INSTRUCTIONS TO FOLLOW
From the data below, copy out every line that contains the word "tree".

RECORDED DATA
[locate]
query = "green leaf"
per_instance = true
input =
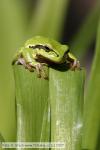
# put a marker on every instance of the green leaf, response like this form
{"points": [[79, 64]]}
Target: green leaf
{"points": [[48, 18], [86, 33], [92, 103], [31, 105], [66, 90]]}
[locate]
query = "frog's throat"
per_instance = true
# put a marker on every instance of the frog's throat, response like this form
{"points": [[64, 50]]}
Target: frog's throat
{"points": [[42, 59], [44, 47]]}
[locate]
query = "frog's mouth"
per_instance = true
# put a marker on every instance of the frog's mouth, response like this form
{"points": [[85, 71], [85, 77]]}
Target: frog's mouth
{"points": [[45, 48]]}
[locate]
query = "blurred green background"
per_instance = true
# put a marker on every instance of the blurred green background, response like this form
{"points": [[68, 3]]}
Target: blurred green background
{"points": [[70, 22]]}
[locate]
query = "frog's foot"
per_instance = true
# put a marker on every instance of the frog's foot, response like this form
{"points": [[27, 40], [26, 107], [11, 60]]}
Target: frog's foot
{"points": [[75, 65], [41, 69], [21, 61]]}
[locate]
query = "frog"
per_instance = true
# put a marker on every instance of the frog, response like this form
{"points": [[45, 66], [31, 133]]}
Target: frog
{"points": [[39, 52]]}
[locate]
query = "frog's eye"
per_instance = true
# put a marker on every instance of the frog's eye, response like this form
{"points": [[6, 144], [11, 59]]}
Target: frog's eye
{"points": [[46, 48]]}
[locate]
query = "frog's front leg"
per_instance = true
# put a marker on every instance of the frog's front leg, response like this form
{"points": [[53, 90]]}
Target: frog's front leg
{"points": [[32, 64], [41, 69]]}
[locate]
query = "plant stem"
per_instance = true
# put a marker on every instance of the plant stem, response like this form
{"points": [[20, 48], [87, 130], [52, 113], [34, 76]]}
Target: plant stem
{"points": [[92, 103]]}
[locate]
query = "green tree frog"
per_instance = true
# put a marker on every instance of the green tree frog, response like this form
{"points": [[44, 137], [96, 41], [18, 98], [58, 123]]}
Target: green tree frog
{"points": [[39, 52]]}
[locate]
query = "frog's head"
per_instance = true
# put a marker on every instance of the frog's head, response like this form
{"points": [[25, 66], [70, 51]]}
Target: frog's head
{"points": [[47, 48]]}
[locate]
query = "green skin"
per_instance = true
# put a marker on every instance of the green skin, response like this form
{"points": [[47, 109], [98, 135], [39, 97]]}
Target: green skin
{"points": [[46, 50]]}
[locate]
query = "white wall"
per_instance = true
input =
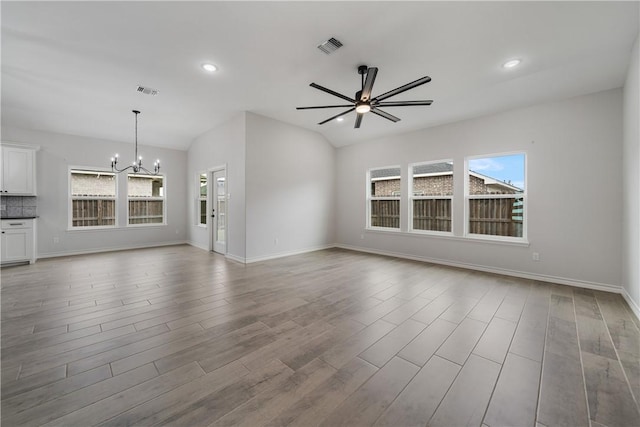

FINISHED ANSWER
query = "green tree frog"
# put a marker on every instance of the green tree frog, response like this form
Target: green tree frog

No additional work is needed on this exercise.